# [Aufgaben]
1 > Beantworten Sie zum Text über das Freibad in Deusen diese Fragen:
(a) Aus welchen Gründen musste der Bruder des Anwohners sein Haus verkaufen?
(b) Wie oft haben wartende Fahrgäste den Zaun des Anwohners schon zerstört?
(c) Was haben Badbesucher in den Schacht vor der Souterrainwohnung geworfen?
2 > Schreiben Sie die Datensätze neu, beginnend mit der Zeile, die "Could you please indicate the green copper" enthält, und endend mit dem letzten Datensatz, beide eingeschlossen. Ersetzen Sie dabei "photograph" durch "image" und lassen Sie alles andere unverändert.

# [Textauszug]
►

Der Anwohner der Deusener Straße betont, dass es ihm nicht um die „paar Männeken“ geht, die hier normalerweise auf den Bus warten. Sein Unmut richte sich ausschließlich gegen die Freibad-Gäste, die wie Heuschrecken in Deusen einfielen, von denen sich viele einfach nicht zu benehmen wüssten und ihm so wie vielen Anwohnern in den Sommermonaten das Leben zur Hölle machten. „Mit der Haltestelle vor meinem Haus und der Klientel, die hier rein und raus gelassen wird, wird mir alles kaputt gemacht, was ich mit eigenen Händen aufgebaut habe.“

An heißen Sommertagen ist der Stadtteil Deusen im Ausnahmezustand. Das Freibad lockt massenweise Menschen an, teils mit dem Bus, teils mit dem Auto.
An heißen Sommertagen ist der Stadtteil Deusen im Ausnahmezustand. Das Freibad lockt massenweise Menschen an, teils mit dem Bus, teils mit dem Auto. Das Chaos ist für die Anwohner die Hölle. © Uwe von Schirp (Archiv)

Sein Bruder, erzählt der Deusener, habe sein Haus wegen dieser Zustände und mit Rücksicht auf seine kranke Frau bereits verkaufen müssen. „Das war unser Elternhaus. Die Badbesucher sind aufs Dach des Ladenlokals gestiegen und haben an das Fenster geklopft. Meine Schwägerin hat Angstzustände bekommen.“

Viel besser ginge es ihm aber auch nicht an den heißen Sommertagen in Deusen, wenn aufgrund der Menschenmassen, die alle ins Hardenberg-Freibad wollen, Ausnahmezustand in dem kleinen Stadtteil herrscht. „Auch vor meiner Haustür ist dann Chaos“, erzählt der Dortmunder. Zweimal hätten die wartenden Fahrgäste schon seinen Zaun zerstört. „Die lehnen sich oder fliegen dagegen und reißen die Fundamente raus.“

Prügel und Randale

Den Zaun habe er überhaupt nur wegen des Freibad-Übels errichtet. „Die haben auf meinem Rasen campiert, volle Windeln und Pommes-Schalen in den Schacht vor der Souterrainwohnung geworfen“, schildert der Deusener. Mit den Badbesuchern zu reden, sei zwecklos: „Regelmäßig ist mir schon Prügel angeboten worden, wenn ich die Leute angesprochen habe. Von der Polizei ist leider auch keine echte Hilfe zu erwarten.“

Das einzige, was man an diesen Tagen tun könne, sei, die Rollladen hinunterzulassen und die Autos wegzustellen. „Ansonsten springen die auf den Autos herum und ich habe Schäden, für die niemand aufkommt.“

Regelmäßig kommt es am Freibad in Deusen zu chaotischen Situationen.

◄

# [Gespeicherte Datensätze]

►

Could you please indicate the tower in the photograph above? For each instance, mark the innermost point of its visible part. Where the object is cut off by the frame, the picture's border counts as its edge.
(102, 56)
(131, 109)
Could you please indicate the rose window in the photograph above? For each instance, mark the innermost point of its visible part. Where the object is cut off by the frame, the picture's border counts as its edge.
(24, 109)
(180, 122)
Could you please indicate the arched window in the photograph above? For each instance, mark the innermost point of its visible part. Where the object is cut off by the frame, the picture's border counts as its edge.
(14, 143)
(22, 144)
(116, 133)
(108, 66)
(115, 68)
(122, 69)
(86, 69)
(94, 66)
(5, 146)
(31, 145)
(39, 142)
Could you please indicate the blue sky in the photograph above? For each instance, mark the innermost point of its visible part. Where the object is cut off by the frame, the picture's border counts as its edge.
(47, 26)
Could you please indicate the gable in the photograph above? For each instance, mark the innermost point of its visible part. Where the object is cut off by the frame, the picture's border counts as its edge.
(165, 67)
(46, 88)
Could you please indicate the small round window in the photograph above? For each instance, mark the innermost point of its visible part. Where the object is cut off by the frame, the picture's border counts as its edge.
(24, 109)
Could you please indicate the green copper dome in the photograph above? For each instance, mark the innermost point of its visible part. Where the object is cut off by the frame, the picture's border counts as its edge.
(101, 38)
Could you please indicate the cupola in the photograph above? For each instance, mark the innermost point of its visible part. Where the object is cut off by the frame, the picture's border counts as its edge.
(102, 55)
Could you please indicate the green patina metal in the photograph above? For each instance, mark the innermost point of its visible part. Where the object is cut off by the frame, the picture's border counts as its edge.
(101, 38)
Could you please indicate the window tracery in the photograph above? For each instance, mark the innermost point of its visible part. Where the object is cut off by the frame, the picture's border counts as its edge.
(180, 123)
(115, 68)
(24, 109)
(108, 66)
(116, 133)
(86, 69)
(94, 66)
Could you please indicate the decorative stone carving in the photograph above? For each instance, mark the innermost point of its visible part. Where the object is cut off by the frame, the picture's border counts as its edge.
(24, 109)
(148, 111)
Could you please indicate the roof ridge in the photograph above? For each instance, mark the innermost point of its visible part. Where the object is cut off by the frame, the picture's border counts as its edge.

◄

# [Lösungen]
1 >
(a) Wegen der Zustände durch die Badbesucher und mit Rücksicht auf seine kranke Frau.
(b) Zweimal.
(c) Volle Windeln und Pommes-Schalen.

2 >
Could you please indicate the green copper dome in the image above? For each instance, mark the innermost point of its visible part. Where the object is cut off by the frame, the picture's border counts as its edge.
(101, 38)
Could you please indicate the cupola in the image above? For each instance, mark the innermost point of its visible part. Where the object is cut off by the frame, the picture's border counts as its edge.
(102, 55)
Could you please indicate the green patina metal in the image above? For each instance, mark the innermost point of its visible part. Where the object is cut off by the frame, the picture's border counts as its edge.
(101, 38)
Could you please indicate the window tracery in the image above? For each instance, mark the innermost point of its visible part. Where the object is cut off by the frame, the picture's border counts as its edge.
(180, 123)
(115, 68)
(24, 109)
(108, 66)
(116, 133)
(86, 69)
(94, 66)
Could you please indicate the decorative stone carving in the image above? For each instance, mark the innermost point of its visible part. Where the object is cut off by the frame, the picture's border counts as its edge.
(24, 109)
(148, 111)
Could you please indicate the roof ridge in the image above? For each instance, mark the innermost point of its visible part. Where the object is cut off by the frame, the picture's border counts as its edge.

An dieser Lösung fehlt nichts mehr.